[START]
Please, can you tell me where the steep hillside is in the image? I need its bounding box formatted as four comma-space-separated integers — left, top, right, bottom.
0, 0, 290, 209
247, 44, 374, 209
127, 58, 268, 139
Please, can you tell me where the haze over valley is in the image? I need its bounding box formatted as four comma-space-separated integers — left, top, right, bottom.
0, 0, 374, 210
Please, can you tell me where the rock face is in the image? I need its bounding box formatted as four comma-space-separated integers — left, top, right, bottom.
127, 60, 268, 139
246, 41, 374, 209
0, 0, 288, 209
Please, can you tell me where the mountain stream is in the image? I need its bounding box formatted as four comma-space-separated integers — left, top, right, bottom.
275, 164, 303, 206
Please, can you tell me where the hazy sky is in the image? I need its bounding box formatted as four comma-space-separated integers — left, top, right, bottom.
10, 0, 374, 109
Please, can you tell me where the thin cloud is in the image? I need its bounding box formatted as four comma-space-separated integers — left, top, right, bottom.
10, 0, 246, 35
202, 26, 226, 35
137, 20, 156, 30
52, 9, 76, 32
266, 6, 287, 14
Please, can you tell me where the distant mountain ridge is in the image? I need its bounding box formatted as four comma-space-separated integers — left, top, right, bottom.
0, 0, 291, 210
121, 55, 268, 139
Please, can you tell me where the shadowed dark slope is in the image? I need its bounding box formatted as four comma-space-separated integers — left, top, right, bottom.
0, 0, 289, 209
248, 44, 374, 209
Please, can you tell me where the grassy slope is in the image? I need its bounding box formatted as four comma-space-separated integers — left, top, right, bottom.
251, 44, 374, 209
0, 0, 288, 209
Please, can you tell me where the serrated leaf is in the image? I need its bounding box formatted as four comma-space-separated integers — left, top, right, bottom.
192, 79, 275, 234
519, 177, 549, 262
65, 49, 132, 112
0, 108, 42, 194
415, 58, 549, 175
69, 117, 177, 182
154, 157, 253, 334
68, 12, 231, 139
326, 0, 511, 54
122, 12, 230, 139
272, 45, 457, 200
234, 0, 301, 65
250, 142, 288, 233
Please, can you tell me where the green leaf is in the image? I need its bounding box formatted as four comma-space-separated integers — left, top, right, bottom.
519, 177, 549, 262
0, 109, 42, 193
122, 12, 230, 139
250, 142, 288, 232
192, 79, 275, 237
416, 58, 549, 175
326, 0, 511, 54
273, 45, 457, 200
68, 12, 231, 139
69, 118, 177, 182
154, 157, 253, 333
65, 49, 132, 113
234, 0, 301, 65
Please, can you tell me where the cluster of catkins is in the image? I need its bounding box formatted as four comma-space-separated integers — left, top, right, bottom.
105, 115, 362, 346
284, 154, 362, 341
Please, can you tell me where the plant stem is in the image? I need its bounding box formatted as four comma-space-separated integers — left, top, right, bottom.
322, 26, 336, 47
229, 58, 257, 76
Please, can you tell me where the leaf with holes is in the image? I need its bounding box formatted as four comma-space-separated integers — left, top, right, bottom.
[END]
EXERCISE DIRECTIONS: Rewrite the lines starting at the one containing "Please, can you tell me where the plant" and ending with the last line, substituting "woody stalk" for "plant stem" and leaving everything else unchanged. Give only those lines.

TASK RESULT:
Please, can you tell me where the woody stalk is in the image? I need its bounding box formatted as four comma-space-separated integers — left, top, right, bottom.
322, 26, 336, 47
229, 58, 257, 76
Please, can you tell me where the leaf with holes is in the image? I need its bounding box formatted as four comma-space-separated integers — left, top, right, bottom.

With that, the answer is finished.